MATERIAL FOR THIS TASK:
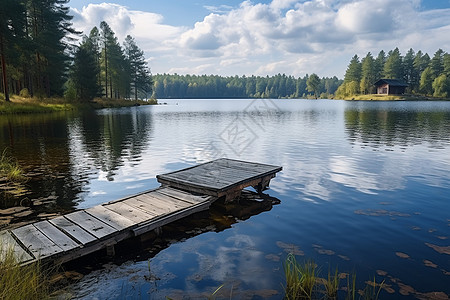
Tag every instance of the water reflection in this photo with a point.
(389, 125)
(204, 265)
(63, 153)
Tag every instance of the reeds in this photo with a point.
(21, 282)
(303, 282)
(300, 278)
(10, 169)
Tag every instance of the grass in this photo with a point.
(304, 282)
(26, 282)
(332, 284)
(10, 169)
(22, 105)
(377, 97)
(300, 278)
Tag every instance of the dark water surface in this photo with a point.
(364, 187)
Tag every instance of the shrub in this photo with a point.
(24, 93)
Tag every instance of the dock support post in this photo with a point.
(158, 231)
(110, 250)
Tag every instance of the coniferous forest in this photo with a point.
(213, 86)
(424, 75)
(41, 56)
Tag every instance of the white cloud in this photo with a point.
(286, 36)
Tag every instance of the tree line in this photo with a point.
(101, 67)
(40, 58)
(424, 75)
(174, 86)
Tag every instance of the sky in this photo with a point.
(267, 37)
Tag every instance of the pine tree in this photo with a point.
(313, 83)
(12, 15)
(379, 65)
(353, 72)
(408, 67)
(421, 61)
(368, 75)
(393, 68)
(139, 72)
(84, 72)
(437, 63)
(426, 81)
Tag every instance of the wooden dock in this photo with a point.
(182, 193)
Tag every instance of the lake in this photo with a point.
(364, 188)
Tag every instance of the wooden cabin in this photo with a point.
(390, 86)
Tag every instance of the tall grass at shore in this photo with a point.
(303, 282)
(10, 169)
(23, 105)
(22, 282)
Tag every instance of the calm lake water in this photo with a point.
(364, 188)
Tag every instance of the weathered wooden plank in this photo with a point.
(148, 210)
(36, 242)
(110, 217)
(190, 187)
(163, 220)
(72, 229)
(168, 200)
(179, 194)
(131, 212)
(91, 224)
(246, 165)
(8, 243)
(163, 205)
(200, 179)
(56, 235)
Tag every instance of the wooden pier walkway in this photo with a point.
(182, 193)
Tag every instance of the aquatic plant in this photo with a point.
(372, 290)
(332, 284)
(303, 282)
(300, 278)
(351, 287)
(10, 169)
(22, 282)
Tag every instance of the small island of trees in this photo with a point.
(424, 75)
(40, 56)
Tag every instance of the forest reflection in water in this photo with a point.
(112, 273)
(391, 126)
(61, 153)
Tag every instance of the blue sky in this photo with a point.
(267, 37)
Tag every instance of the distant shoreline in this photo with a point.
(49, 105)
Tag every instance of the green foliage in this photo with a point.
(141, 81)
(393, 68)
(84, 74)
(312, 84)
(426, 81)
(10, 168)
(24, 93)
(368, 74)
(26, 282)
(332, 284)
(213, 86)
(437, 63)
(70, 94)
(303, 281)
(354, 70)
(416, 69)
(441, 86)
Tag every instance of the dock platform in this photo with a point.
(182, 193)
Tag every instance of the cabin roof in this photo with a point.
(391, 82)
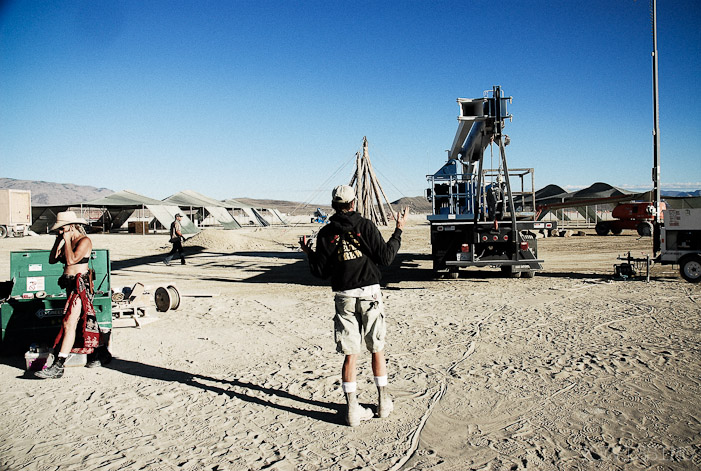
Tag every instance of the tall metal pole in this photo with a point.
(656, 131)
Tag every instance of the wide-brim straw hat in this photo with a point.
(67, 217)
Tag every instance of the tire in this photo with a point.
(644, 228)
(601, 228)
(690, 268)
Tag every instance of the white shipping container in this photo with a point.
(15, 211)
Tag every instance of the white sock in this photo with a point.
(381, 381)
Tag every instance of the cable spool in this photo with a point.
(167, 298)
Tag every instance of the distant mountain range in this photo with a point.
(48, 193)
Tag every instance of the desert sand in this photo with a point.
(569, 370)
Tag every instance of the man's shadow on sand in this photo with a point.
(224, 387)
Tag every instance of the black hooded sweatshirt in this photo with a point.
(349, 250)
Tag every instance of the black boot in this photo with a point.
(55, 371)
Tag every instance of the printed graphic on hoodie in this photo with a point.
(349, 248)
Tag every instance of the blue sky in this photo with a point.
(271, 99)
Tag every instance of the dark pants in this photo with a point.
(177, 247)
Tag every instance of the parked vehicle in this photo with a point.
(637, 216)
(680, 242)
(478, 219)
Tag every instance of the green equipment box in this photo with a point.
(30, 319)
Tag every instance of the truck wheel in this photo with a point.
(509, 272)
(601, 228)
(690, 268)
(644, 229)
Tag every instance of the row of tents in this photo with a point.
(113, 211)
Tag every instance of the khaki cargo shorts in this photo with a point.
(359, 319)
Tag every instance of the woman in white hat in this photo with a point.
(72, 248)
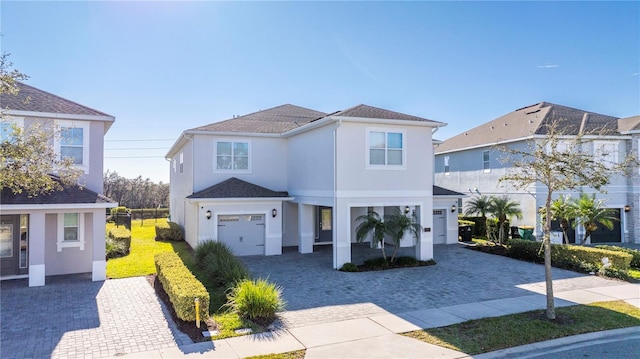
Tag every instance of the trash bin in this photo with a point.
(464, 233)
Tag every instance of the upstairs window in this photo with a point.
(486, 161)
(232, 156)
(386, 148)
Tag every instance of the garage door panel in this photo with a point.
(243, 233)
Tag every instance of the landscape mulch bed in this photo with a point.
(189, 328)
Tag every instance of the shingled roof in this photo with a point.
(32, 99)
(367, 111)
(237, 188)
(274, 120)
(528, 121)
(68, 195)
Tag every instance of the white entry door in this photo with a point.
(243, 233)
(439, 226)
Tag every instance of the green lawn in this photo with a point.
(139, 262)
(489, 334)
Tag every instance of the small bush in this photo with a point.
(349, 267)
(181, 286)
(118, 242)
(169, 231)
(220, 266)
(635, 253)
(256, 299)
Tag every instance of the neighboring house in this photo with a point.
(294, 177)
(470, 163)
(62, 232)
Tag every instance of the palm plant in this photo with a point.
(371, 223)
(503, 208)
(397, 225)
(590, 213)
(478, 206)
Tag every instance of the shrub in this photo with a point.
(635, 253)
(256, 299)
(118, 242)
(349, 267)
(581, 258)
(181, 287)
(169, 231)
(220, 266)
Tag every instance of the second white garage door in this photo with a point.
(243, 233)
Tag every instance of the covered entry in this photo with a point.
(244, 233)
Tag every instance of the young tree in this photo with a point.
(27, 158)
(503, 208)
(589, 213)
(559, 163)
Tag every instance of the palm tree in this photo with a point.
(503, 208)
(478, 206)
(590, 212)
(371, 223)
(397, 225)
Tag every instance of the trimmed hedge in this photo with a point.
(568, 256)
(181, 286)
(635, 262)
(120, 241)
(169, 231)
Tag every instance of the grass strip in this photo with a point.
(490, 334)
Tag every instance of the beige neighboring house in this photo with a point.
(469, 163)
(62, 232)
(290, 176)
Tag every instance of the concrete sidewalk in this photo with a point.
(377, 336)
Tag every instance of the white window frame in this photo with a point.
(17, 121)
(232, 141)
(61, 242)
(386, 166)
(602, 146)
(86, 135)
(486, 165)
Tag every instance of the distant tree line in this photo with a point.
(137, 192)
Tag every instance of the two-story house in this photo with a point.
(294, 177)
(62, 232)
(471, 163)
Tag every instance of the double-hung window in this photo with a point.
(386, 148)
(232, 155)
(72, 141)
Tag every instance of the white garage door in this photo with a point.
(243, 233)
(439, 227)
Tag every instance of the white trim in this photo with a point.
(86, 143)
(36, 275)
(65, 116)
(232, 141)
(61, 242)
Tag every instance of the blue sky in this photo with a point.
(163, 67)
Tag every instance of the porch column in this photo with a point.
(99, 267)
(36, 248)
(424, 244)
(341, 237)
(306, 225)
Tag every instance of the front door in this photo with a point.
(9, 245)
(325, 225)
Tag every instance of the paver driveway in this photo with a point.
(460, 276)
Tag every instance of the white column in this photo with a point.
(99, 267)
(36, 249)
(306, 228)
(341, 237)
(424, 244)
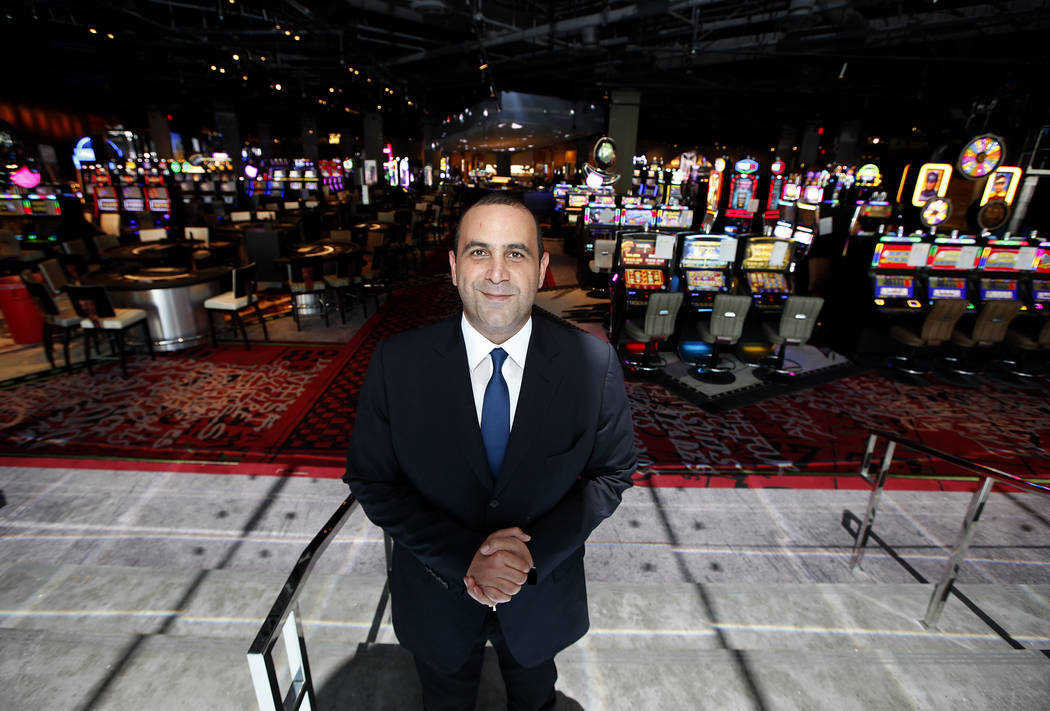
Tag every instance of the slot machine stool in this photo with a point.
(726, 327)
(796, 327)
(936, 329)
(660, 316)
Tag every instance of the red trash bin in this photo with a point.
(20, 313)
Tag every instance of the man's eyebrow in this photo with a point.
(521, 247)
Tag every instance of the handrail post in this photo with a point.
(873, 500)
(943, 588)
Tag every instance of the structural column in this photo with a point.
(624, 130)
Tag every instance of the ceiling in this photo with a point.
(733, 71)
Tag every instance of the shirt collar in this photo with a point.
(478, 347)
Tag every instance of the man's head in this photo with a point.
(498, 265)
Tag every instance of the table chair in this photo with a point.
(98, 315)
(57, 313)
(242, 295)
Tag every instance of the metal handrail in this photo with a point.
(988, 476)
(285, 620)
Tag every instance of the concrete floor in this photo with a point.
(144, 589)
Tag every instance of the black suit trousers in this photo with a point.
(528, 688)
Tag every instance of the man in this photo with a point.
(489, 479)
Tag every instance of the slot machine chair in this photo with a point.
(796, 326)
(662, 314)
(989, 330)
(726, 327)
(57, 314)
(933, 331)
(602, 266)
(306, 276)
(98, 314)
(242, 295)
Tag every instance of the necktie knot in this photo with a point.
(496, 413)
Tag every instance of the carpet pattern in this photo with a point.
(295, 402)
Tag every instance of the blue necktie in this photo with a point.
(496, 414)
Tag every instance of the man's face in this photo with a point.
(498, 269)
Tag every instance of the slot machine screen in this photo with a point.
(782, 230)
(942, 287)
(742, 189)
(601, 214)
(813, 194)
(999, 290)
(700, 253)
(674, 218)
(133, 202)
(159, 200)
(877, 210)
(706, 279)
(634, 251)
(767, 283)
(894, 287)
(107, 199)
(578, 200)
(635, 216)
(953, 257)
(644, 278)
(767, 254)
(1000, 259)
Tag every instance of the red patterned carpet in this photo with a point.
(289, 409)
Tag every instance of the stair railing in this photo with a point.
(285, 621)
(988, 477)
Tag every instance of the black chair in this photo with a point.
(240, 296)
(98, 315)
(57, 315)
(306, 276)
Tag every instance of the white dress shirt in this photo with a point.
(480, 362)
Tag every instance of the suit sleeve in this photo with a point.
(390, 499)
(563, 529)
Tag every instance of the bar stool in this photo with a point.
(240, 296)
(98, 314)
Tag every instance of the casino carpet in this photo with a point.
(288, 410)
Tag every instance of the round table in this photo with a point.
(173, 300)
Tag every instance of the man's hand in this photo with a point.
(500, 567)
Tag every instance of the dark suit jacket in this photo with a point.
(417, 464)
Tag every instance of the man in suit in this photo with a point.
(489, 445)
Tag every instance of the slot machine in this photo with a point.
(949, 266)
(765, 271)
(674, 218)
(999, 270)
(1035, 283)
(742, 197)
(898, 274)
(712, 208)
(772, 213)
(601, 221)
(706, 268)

THE TASK: Nothing but the lines from the one with "Tag every instance of the man in suit" to the last line of the data should appear in the answer, each exactly as it stands.

RESPONSE BELOW:
Tag every instance of the man in suit in this photo with a point.
(489, 445)
Tag every instance of the slot machine in this photo with a point.
(949, 266)
(765, 271)
(674, 218)
(999, 270)
(1035, 283)
(742, 197)
(898, 274)
(712, 208)
(772, 213)
(601, 221)
(706, 268)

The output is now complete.